[CONSIGNE A] Dans le premier paragraphe du texte sur la liberté de la presse, relevez chaque article cité avec le texte juridique auquel il appartient.
[CONSIGNE B] Poursuivez le texte sur la liberté de la presse à partir de sa dernière phrase.

[EXTRAIT DU DOCUMENT]
_ _ _ _ _

La liberté des médias d’informer les citoyens sur les sujets le plus variés, comme par exemple les actions de l’Etat, est l’un des droits les plus élémentaires de l’Union européen. La liberté de la presse est la base d’une société démocratique telle que l’Union européenne. Ce droit constitue une condition sine qua non de la préservation de toutes les autres libertés politiques.(1) Au niveau international, la liberté d’opinion, d’expression et d’information trouve son assise dans l’article 19 de la Déclaration universelle des droits de l’homme ainsi que dans l’article 19 du Pacte internationale relatif aux droits civils et politiques. Une place centrale occupe l’article 10 de la Convention européenne des droits de l’homme. La Charte des droits fondamentaux de l’Union européenne, dans son article 11 paragraphe 2, se réfère directement à la liberté des médias et au respect du pluralisme. Ce texte bénéficie de la même valeur contraignante que le Traité de Lisbonne. Ainsi l’article 2 du Traité sur l’Union européenne pose la liberté et la démocratie à la base de ses valeurs. Une violation ce ces valeurs pourrait entraîner un mécanisme de suspension de droit d’un Etat membre(2).
A plusieurs reprises, les acteurs institutionnels européens ont signalé la méconnaissance, de la part des Etats membres, de ces principes et valeurs fondamentales médias. Ainsi le Parlement la Commission et le Conseil, se sont posés la question de savoir si et dans quelle mesure l’Union est compétente pour créer des lois à ce sujet. Les affrontements avec Silvio Berlusconi comme avec la Hongrie de Orban (dont Nea say a relaté en détail les épisodes) ont constitué des éléments importants de cette volonté, mais les résultats n’ont pas été au rendez-vous, notamment en ce qui concerne le Parlement européen.
Le Parlement européen vient de relancer ce débat sur l’opportunité d’une intervention de l’Union dans le domaine de la liberté de la presse. Le 20 juin la commission Libe ( Libertés civile, Justice et affaires intérieures Le point est de nouveau d’actualité suite à l’adoption par l’Hongrie, en janvier 2011 d’une nouvelle loi imposant un régime strict de supervision des médias. Cette législation étant considérée par beaucoup comme liberticide. Plusieurs Etats membres, ont exprimé leurs inquiétudes(3). La Commission européenne, en février, a émis des doutes sur la législation en question. En effet la vice-présidente de la Commission, Neelie Kroes a déclaré : «de profondes inquiétudes sur la situation actuelle en Hongrie persistent. Et ces inquiétudes se basent sur des faits, non des mythes ».
Dans sa Résolution sur la loi hongroise sur les médias(4), le Parlement européen, a invité les autorités hongroises à rétablir l’indépendance de la gouvernance des médias, à faire cesser les ingérences de l’État dans la liberté d’expression et prôné une «couverture journalistique équilibrée». Dans ce contexte, le Parlement et la Commission envisagent la thématique de façon différente. Le premier regrettant que « la Commission se soit limitée à examiner uniquement trois aspects de la mise en œuvre de l’acquis par la Hongrie, et l’absence de référence à l’article 30 de la directive «services de médias audiovisuels», limitant de la sorte sa propre compétence de contrôle du respect par la Hongrie de la Charte des droits fondamentaux dans la mise en œuvre de la législation de l’Union (5)

_ _ _ _ _

[LISTE DES DONNÉES]
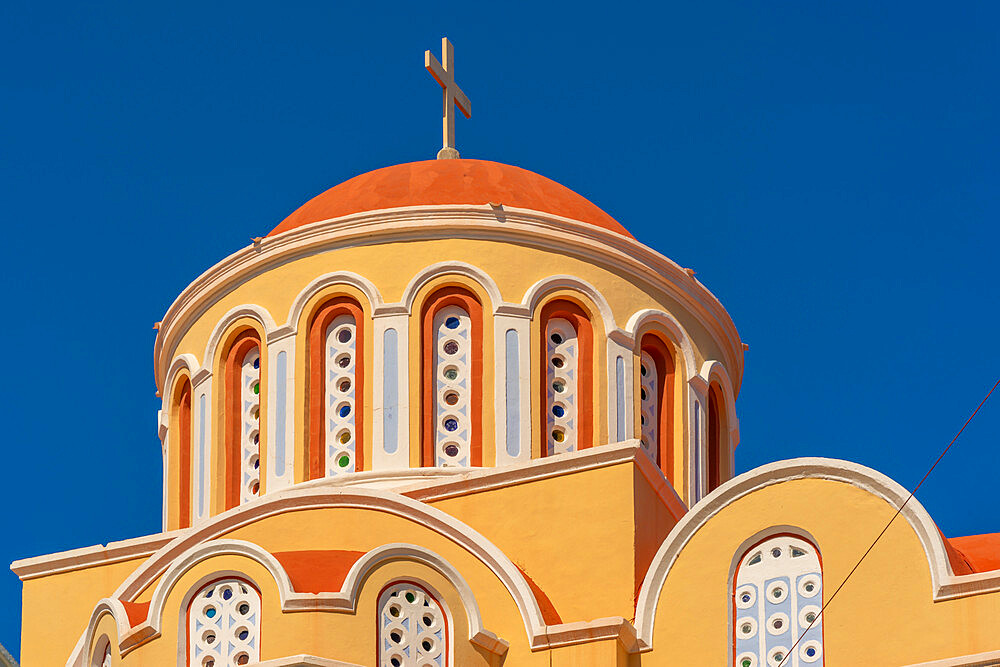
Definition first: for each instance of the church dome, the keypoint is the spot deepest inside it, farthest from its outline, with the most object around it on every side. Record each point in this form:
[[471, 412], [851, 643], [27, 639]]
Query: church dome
[[436, 182]]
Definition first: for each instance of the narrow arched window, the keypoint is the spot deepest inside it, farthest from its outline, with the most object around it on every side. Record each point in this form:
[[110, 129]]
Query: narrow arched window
[[777, 597], [656, 387], [181, 440], [567, 386], [243, 419], [336, 389], [412, 628], [102, 653], [224, 624], [718, 440], [453, 379]]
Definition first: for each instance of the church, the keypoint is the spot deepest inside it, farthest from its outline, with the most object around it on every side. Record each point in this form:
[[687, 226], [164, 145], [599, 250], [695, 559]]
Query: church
[[451, 413]]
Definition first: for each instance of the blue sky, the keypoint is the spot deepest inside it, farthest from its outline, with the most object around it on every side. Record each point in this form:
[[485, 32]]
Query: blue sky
[[830, 171]]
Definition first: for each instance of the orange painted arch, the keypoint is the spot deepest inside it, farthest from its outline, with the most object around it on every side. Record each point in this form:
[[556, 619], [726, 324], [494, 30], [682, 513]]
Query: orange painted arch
[[316, 383]]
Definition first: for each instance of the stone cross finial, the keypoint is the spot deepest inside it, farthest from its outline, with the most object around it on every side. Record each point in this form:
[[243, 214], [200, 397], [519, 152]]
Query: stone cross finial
[[453, 95]]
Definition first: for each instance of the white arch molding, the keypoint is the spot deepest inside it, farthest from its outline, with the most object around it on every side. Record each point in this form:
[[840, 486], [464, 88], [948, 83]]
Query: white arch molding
[[646, 319], [546, 286], [226, 322], [444, 269], [945, 584]]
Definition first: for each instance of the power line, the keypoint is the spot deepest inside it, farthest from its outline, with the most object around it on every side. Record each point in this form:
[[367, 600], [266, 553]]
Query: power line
[[900, 509]]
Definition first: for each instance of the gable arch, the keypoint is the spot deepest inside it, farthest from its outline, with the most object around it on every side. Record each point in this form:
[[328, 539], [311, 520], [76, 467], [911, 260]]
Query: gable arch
[[945, 584], [293, 499], [344, 600]]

_ _ _ _ _

[RÉSULTAT A]
- Article 19 de la Déclaration universelle des droits de l'homme
- Article 19 du Pacte internationale relatif aux droits civils et politiques
- Article 10 de la Convention européenne des droits de l'homme
- Article 11, paragraphe 2, de la Charte des droits fondamentaux de l'Union européenne
- Article 2 du Traité sur l'Union européenne

[RÉSULTAT B]
Deux documents de Travail pour relancer l’opportunité d’une initiative législative en matière de liberté de la presse viennent d’être examinés par la Commission LIBE.
Le 20 juin 2012 , la commission LIBE a discuté du rapport intitulé « Charte de l’UE: ensemble de normes pour la liberté des médias à travers l’UE ». Ce dernier se compose de deux documents de travail qui pourraient permettre au Parlement européen de prendre part au débat plus large sur la liberté́ des media Ce débat permettrait au parlement de demander à la Commission de soumettre une proposition.
La rapporteure, Renate Weber (ADLE) met l’accent sur l’importance des acteurs institutionnels ainsi que sur les ONG, ceux-ci devant permettre de collecter des données sur la situation réelle dan les pays membres. La députée a présenté le résultats du rapport annuel de Reporters sans frontières sur le classement de la liberté de presse(6) : « la situation dans certains pays d’Europe est dramatique ». En effet selon l’ONG française, au sein de l’Union européenne,certains pays comme la Bulgarie (80e dans le classement mondiale), la Grèce (70e) et l’Italie (61e), ne résolvent pas leurs problèmes d’atteintes de liberté de la presse, essentiellement par absence de volonté politique en la matière.
Les ONG et l’OSCE signalent les diverses formes d’ingérence de l’Etat dans la liberté d’expression de la presse, parmi lesquelles on peut citer le contrôle politique direct ou indirect, ainsi que la limitation d’accès de certaines entreprises de presse au marché par le moyen de distribution de licences et d’autorisations de diffusion. De plus, les gouvernements utilisent abusivement les règles concernant la sécurité de l’Etat. Et encore : des lois concernant la concentration des médias sont inexistantes(7).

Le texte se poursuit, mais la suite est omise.